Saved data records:

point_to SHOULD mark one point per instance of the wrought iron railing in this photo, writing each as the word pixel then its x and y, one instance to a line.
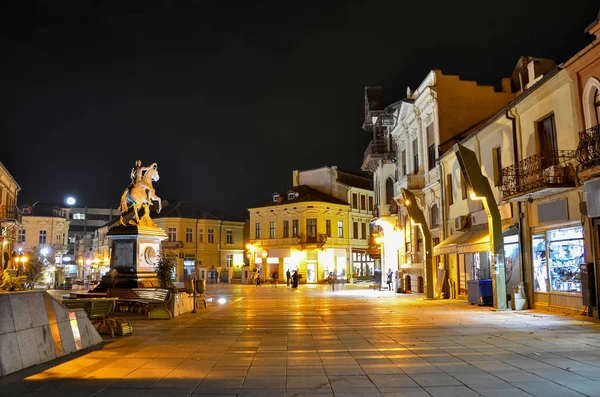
pixel 313 239
pixel 535 172
pixel 10 213
pixel 172 244
pixel 588 150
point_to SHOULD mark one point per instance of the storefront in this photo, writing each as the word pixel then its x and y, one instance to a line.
pixel 468 257
pixel 556 256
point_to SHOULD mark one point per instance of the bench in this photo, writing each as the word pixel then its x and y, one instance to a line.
pixel 152 302
pixel 97 310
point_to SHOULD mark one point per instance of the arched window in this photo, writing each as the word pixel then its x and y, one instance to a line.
pixel 597 106
pixel 435 216
pixel 389 190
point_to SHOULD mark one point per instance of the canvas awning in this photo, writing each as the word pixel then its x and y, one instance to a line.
pixel 477 239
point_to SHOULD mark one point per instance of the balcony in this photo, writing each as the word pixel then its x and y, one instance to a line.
pixel 539 176
pixel 317 240
pixel 383 149
pixel 588 153
pixel 10 213
pixel 172 244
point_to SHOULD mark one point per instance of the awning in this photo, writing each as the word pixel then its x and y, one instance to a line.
pixel 279 252
pixel 477 239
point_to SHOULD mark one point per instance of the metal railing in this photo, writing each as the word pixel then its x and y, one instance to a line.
pixel 172 244
pixel 588 150
pixel 535 172
pixel 313 239
pixel 10 213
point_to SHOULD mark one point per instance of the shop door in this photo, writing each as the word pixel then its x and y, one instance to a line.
pixel 311 273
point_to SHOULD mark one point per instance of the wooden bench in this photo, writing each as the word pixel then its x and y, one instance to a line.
pixel 152 302
pixel 97 310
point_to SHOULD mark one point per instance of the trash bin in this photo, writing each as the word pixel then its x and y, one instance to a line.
pixel 479 292
pixel 201 286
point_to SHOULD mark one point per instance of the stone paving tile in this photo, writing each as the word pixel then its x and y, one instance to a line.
pixel 546 389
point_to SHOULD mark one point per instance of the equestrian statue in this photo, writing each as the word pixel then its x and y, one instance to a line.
pixel 140 194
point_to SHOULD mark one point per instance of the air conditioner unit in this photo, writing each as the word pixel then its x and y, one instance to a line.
pixel 461 222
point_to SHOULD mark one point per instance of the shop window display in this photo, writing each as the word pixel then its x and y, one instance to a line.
pixel 557 256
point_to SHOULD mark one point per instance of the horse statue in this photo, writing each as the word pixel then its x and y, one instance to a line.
pixel 141 193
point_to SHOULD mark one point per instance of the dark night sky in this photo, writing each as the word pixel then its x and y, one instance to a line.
pixel 228 99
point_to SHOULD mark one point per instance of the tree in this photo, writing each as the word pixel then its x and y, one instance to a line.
pixel 164 267
pixel 34 268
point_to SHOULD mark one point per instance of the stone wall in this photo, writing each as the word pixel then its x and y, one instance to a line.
pixel 35 328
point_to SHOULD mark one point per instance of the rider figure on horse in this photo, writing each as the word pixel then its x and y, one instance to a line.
pixel 137 175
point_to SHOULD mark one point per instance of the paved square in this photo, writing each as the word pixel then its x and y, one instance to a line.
pixel 266 341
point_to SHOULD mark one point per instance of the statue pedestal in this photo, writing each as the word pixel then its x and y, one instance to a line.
pixel 135 250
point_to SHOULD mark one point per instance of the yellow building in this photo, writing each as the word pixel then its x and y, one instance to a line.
pixel 10 217
pixel 300 229
pixel 202 240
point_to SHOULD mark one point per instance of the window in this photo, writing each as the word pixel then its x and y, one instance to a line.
pixel 172 233
pixel 435 216
pixel 497 159
pixel 597 106
pixel 547 142
pixel 430 147
pixel 557 255
pixel 286 229
pixel 449 195
pixel 21 236
pixel 415 156
pixel 431 156
pixel 311 227
pixel 463 187
pixel 389 190
pixel 403 162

# [Exercise brief]
Lay out every line of the records above as a JSON list of strings, one string per line, skipping blank lines. Leave the pictures out.

# [Problem solution]
[
  "point_to SHOULD mark one point per instance of the wrought iron railing in this photo, writing each as the word pixel then its x and y, one instance to a line.",
  "pixel 313 239",
  "pixel 535 172",
  "pixel 10 213",
  "pixel 172 244",
  "pixel 588 150",
  "point_to SHOULD mark one point per instance of the storefront in this photo, writing each as the word pixel then its x and y, one instance to a line.",
  "pixel 468 257",
  "pixel 556 256",
  "point_to SHOULD mark one point per instance of the bench in this photo, writing each as the word pixel then its x and y, one instance to a line.",
  "pixel 152 302",
  "pixel 97 310",
  "point_to SHOULD mark one point per instance of the arched window in this photo, writing each as the word pixel then its x and y, one instance to a line.",
  "pixel 597 106",
  "pixel 435 216",
  "pixel 389 190",
  "point_to SHOULD mark one point per instance of the canvas awning in this photo, writing each as the word pixel then its x and y, one instance to a line.",
  "pixel 477 239",
  "point_to SHOULD mark one point per instance of the balcony in this photo, writing each as the word pixel then its x and y, one instance to a line.",
  "pixel 539 176",
  "pixel 317 240",
  "pixel 383 149",
  "pixel 588 153",
  "pixel 10 213",
  "pixel 172 244",
  "point_to SHOULD mark one point per instance of the awning in this photo, writing each as the word pixel then its x and y, one instance to a line.",
  "pixel 279 252",
  "pixel 477 239",
  "point_to SHOULD mark one point per instance of the metal railing in this photo, writing each as the word pixel then its x and y, one instance to a line.",
  "pixel 172 244",
  "pixel 588 150",
  "pixel 535 172",
  "pixel 313 239",
  "pixel 10 213",
  "point_to SHOULD mark one point per instance of the shop door in this photo, writing each as the word pixel then its x and y, one instance to a line.",
  "pixel 311 273",
  "point_to SHOULD mark one point per instance of the wooden bench in this photo, writing each as the word pixel then its x and y, one instance to a line.",
  "pixel 152 302",
  "pixel 97 310",
  "point_to SHOULD mark one point per instance of the trash bin in this photo, writing each as the word pixel then its x and y, one instance to a line.",
  "pixel 479 292",
  "pixel 201 286",
  "point_to SHOULD mark one point per instance of the stone paving tile in this photo, writing each as the word pixel then its x and y, one instance to a line.",
  "pixel 546 389",
  "point_to SHOULD mark one point per instance of the equestrian statue in this photo, writing each as the word pixel then its x and y, one instance to a line.",
  "pixel 140 194",
  "point_to SHOULD mark one point per instance of the air conditioner unit in this photo, writing each as the word pixel then its x and y, one instance to a line.",
  "pixel 461 222",
  "point_to SHOULD mark one point per instance of the shop window display in this photo, writing each as the word pixel then its x and y, one instance to a line.",
  "pixel 557 256",
  "point_to SHOULD mark one point per instance of the horse statue in this photo, writing each as the word pixel then its x and y, one instance to a line.",
  "pixel 141 193",
  "point_to SHOULD mark one point per instance of the dark night sky in this photo, writing each as the word pixel then its x and y, one instance to a line.",
  "pixel 228 99",
  "point_to SHOULD mark one point per instance of the tree in this photo, writing each as the word pixel then its x and y, one instance to a line.",
  "pixel 164 267",
  "pixel 34 268",
  "point_to SHOULD mark one point per instance of the stone wall in this photo, writing each as the word pixel then its x and y, one instance to a line.",
  "pixel 35 328",
  "point_to SHOULD mark one point per instance of the rider figure on horse in this photo, writing each as the word pixel then its x and y, one instance to a line.",
  "pixel 137 175",
  "point_to SHOULD mark one point per instance of the paved square in this photo, writing each as the word pixel then its x and y, one instance to a line.",
  "pixel 266 341",
  "point_to SHOULD mark one point per instance of the statue pedestal in this photo, writing each as the word pixel then its x and y, one instance to a line.",
  "pixel 135 250",
  "point_to SHOULD mark one point per instance of the yellow building in this photo, writing each as the word pixel then its x and y, one instance to a line.",
  "pixel 10 217",
  "pixel 300 229",
  "pixel 202 240",
  "point_to SHOULD mark one point per instance of the window in this photo, writing each as the word pixel then its x and y, one instance to a line.",
  "pixel 172 233",
  "pixel 435 216",
  "pixel 497 159",
  "pixel 597 106",
  "pixel 547 142",
  "pixel 430 147",
  "pixel 557 255",
  "pixel 286 229",
  "pixel 449 195",
  "pixel 21 236",
  "pixel 415 156",
  "pixel 431 156",
  "pixel 311 227",
  "pixel 463 187",
  "pixel 389 190",
  "pixel 403 162"
]